* _What the task requires_: Please find each line below that contains the string "Detect" and copy every such line, treating uppercase and lowercase as different.

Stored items
______
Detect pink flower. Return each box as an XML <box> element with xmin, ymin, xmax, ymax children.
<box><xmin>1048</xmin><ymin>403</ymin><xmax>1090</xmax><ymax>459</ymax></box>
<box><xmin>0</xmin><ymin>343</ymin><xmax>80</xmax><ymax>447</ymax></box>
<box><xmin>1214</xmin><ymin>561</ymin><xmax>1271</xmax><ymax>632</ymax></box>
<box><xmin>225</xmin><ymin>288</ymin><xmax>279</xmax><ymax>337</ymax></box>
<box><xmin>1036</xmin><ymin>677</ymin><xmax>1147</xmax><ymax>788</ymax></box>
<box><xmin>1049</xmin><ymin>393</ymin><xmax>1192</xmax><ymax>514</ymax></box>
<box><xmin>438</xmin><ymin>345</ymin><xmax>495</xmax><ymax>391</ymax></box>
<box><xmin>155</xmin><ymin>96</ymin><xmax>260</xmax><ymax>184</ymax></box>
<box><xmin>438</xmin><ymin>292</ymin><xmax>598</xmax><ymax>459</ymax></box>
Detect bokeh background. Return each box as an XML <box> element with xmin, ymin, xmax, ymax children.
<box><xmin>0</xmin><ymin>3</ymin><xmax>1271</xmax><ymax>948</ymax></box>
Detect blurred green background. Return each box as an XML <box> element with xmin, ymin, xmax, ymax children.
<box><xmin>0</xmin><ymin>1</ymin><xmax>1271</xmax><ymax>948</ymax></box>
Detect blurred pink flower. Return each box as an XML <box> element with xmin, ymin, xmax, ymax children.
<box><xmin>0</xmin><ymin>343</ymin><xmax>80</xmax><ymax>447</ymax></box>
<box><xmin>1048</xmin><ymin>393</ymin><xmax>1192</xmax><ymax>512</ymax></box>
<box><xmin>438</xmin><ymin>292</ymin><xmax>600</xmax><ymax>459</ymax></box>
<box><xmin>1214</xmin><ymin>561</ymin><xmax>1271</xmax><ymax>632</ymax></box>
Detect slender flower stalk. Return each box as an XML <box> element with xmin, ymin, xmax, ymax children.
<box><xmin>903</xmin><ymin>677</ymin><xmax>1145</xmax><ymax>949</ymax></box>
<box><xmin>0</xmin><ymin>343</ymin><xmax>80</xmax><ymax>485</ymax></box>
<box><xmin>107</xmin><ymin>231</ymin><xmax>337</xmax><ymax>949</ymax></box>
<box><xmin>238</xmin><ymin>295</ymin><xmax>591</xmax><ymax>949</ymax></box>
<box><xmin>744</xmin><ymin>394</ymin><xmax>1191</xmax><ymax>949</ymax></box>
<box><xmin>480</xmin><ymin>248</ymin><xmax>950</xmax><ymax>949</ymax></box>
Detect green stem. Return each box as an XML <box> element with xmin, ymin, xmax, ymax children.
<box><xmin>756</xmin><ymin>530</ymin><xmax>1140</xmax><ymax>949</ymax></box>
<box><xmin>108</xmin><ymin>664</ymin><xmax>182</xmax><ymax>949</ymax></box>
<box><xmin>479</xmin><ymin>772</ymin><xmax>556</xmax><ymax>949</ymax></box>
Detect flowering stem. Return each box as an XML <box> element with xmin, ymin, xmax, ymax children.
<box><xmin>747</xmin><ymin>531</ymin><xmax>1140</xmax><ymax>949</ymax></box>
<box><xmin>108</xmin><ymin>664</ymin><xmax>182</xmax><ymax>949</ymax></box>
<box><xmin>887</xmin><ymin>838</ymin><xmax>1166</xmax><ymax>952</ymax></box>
______
* _Written answer_:
Detect pink flower. Return each box as an XML <box> element with xmin, ymin, xmax, ymax children.
Detect bokeh background. Return each box as an XML <box> element with xmin, ymin, xmax, ymax children.
Detect blurred green background. Return each box as an XML <box> element with xmin, ymin, xmax, ymax children.
Detect blurred pink flower. Return each box as an XML <box> element with xmin, ymin, xmax, ymax children.
Detect slender flower stalk. Return each box as an XML <box> element with xmin, ymin, xmax, ymax children.
Detect green stem. Return each box as an XML <box> element with xmin, ymin, xmax, ymax children.
Detect flowering stem. Return each box as an XML <box> element with xmin, ymin, xmax, ymax children.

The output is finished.